Input for this task =>
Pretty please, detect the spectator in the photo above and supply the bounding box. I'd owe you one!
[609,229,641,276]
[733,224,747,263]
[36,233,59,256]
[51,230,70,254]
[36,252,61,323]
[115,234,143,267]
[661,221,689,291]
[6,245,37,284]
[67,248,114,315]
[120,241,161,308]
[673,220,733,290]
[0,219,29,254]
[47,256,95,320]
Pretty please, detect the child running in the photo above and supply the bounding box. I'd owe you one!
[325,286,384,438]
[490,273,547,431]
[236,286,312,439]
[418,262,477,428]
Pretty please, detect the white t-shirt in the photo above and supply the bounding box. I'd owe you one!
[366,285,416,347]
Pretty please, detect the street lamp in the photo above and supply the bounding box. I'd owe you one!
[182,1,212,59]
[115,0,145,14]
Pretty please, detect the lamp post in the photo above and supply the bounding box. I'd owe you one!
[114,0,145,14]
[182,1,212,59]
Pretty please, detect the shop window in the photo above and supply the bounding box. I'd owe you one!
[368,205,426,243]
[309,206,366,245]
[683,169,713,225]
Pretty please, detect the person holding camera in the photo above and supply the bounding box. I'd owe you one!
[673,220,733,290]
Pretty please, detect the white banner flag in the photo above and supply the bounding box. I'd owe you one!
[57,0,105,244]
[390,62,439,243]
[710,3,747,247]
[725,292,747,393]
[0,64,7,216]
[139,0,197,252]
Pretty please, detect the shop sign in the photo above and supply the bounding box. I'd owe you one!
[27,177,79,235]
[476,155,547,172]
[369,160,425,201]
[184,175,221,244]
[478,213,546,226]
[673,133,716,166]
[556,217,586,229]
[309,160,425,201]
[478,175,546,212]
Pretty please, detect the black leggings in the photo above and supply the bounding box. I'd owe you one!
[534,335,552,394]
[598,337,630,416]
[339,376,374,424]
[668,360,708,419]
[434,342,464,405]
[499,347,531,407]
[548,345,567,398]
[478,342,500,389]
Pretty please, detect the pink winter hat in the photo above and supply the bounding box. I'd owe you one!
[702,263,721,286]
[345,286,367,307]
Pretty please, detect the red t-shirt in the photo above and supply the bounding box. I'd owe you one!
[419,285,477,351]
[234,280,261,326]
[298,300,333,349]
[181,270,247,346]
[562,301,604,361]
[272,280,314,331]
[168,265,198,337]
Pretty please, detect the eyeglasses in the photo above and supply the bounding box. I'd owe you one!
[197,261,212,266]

* * *

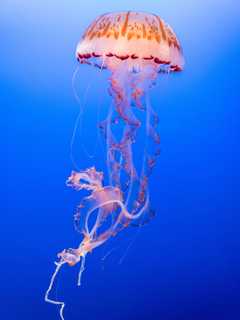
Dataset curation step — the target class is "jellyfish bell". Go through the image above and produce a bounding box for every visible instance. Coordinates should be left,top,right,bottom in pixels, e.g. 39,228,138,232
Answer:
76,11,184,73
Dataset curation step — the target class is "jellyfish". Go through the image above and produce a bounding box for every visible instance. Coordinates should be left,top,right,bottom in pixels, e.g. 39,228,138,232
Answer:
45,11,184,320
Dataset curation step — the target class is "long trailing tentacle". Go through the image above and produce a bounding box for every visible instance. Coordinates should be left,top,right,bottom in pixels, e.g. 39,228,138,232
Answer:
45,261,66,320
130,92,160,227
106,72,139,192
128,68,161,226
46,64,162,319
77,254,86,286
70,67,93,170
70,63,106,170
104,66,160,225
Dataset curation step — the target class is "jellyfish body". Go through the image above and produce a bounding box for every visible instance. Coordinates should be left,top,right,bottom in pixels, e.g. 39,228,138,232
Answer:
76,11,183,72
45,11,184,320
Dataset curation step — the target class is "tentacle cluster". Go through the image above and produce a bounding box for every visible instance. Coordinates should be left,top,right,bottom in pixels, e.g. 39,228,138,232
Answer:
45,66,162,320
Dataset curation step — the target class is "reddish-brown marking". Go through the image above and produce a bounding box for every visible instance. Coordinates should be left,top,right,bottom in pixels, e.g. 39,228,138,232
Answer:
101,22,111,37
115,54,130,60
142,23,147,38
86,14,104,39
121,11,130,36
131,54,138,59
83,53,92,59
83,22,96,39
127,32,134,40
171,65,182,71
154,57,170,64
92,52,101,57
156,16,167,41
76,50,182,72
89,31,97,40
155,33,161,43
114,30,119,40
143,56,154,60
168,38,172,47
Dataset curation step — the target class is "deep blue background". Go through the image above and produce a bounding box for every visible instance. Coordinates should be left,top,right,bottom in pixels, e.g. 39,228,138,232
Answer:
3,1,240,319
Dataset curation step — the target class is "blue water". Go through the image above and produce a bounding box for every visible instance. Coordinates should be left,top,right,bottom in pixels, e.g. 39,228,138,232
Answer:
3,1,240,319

About this exercise =>
For the string "tentacle", filter the data and copy out each line where it occurs.

Your response =>
Dataset curation step — the target class is "long trailing tentacle". Go through the image above and produce a bounding box for every visible instance. Coordinates should be left,top,right,bottom in pixels, e.g. 39,228,138,232
Dataset curation step — the target class is "tentacle cluster". Go through the image above and produce a bounding box for every visible instance. Coordinates should be left,top,right,bottom in pixels, e.g. 39,228,138,232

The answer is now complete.